Stored data entries:
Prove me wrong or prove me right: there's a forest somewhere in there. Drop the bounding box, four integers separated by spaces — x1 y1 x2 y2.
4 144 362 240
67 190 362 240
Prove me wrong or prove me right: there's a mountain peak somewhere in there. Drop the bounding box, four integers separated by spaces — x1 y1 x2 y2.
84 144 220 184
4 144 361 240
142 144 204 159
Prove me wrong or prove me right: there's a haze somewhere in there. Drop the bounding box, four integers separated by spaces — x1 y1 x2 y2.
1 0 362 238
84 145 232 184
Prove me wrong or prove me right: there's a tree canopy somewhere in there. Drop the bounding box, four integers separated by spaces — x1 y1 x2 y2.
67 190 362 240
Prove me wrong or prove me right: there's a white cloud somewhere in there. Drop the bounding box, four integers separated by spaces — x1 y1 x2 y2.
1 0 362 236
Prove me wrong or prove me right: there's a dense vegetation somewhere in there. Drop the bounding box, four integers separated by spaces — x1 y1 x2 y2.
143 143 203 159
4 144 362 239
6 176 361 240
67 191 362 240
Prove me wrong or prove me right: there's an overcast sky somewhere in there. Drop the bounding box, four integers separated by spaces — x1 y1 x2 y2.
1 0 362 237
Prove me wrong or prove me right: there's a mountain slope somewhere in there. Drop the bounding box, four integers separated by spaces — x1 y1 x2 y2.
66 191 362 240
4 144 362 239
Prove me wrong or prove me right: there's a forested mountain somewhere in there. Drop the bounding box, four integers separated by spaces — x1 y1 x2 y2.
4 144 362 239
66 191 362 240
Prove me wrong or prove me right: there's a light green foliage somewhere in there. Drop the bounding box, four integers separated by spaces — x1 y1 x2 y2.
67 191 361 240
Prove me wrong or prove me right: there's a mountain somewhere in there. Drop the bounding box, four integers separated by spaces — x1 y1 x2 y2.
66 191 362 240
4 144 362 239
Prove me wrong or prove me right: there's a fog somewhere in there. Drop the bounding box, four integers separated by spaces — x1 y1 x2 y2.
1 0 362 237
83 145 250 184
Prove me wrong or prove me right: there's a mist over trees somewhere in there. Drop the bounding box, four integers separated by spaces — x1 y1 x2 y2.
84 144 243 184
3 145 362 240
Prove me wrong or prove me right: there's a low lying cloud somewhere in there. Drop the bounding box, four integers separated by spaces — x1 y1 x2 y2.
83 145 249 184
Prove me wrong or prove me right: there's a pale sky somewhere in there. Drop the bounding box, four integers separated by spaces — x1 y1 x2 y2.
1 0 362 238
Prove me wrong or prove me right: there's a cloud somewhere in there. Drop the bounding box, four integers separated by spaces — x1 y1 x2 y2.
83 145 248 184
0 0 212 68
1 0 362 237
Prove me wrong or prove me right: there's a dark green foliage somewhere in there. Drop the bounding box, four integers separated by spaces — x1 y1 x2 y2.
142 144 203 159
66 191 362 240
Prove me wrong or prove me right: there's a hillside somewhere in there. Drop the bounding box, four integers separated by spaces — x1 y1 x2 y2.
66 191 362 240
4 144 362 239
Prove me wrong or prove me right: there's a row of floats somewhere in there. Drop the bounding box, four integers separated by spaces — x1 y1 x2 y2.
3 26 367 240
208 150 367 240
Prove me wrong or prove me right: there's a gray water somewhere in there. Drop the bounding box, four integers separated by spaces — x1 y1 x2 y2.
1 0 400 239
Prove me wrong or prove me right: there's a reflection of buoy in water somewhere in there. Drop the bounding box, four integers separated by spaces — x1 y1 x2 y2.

ACTIVITY: Please retype each entry above exactly as it is written.

SOLUTION FOR THIS PROBLEM:
Prove me wrong or prove me right: there's a forest somewhere in there. Drop the bounding box, four integers separated by spaces — x1 y1 x2 y2.
4 144 362 240
67 190 362 240
Prove me wrong or prove me right: there's a mountain peak somewhere in there. Drop the bounding box, four integers separated by spaces — x1 y1 x2 y2.
84 144 220 184
4 144 361 240
142 144 204 159
Prove me wrong or prove me right: there's a haze somewhere in there. Drop the bounding box, four integers separated by spaces — x1 y1 x2 y2.
1 0 362 238
84 145 232 184
Prove me wrong or prove me right: there's a tree canopy somewhere in there. Drop the bounding box, four integers separated by spaces — x1 y1 x2 y2.
67 190 362 240
Prove me wrong or prove me right: there's a white cloud somewhere in there. Drop the bounding box, four integers separated by spaces — x1 y1 x2 y2.
1 0 362 236
Prove me wrong or prove me right: there's a dense vegetation somewhere in there. Drop the bounding box, four integers separated by spaces — x1 y1 x2 y2.
143 143 203 159
4 144 362 239
6 176 361 240
67 191 362 240
Prove me wrong or prove me right: there's an overcast sky somewhere in there. Drop the bounding box, four integers separated by spaces — x1 y1 x2 y2.
1 0 362 237
Prove me wrong or prove me right: there's a mountain slope somewhere in there. Drop the bounding box, four integers separated by spaces — x1 y1 x2 y2.
66 191 362 240
4 144 362 239
Prove me wrong or prove me right: there's a forested mountain somewhere in there. Drop the bounding box, four integers separated by spaces — x1 y1 x2 y2.
4 144 362 239
66 191 362 240
Prove me wrong or prove me right: there's a light green foliage somewhere in there. Drop the bounding box, four integers separated by spaces — x1 y1 x2 y2.
67 191 361 240
Prove me wrong or prove me right: there's a mountain somewhere in there. Drop the bounding box, four integers separated by spaces — x1 y1 x2 y2.
66 191 362 240
4 144 362 239
Prove me wrong or prove me right: there's a fog somewhere in there. Drop the bounding box, four integers separated by spaces — x1 y1 x2 y2.
1 0 362 237
83 145 250 184
Prove me wrong or prove me right: there's a mist over trees somewhere in there. Drop the bounding box, four integers separated by spaces — x1 y1 x2 y2.
84 144 243 184
3 145 362 240
Prove me wrong or prove me right: there's a low lying cloud somewhere in there. Drop the bounding box, four integers separated by spaces — x1 y1 x2 y2.
83 145 249 184
Prove me wrong or prove me right: there's a pale sky somewhere in there. Drop the bounding box, four integers separated by spaces — x1 y1 x2 y2.
1 0 362 238
Prove me wrong or prove me right: there's a cloud somewhere in there. Drop the bounding box, four integers separated by spaces — x1 y1 x2 y2.
83 145 248 184
0 0 212 68
1 0 362 237
Prove me wrong or prove me right: there's a dark green foliage somewhere in there. Drop the bounding box, four integers separated by spaces — x1 y1 x2 y2.
142 144 203 159
66 191 362 240
Prove me wrong or prove me right: there's a hillside somewhere in there. Drop the bounding box, four integers separated by spaces — x1 y1 x2 y2.
66 191 362 240
4 144 362 239
Prove me wrong or prove me right: there's a row of floats somewhere in there. Drop the bounding box, four integers separated by spaces — x1 y1 x2 y2.
3 26 367 240
208 150 367 240
Prove me wrong or prove me right: there's a gray water somewhere in there. Drop the bounding box, four integers separated by spaces — x1 y1 x2 y2.
1 0 400 239
Prove me wrong or prove me right: there's a reflection of buoy in water somewhere in there. Drop the bounding box, four integers separated by spaces — x1 y1 x2 y2.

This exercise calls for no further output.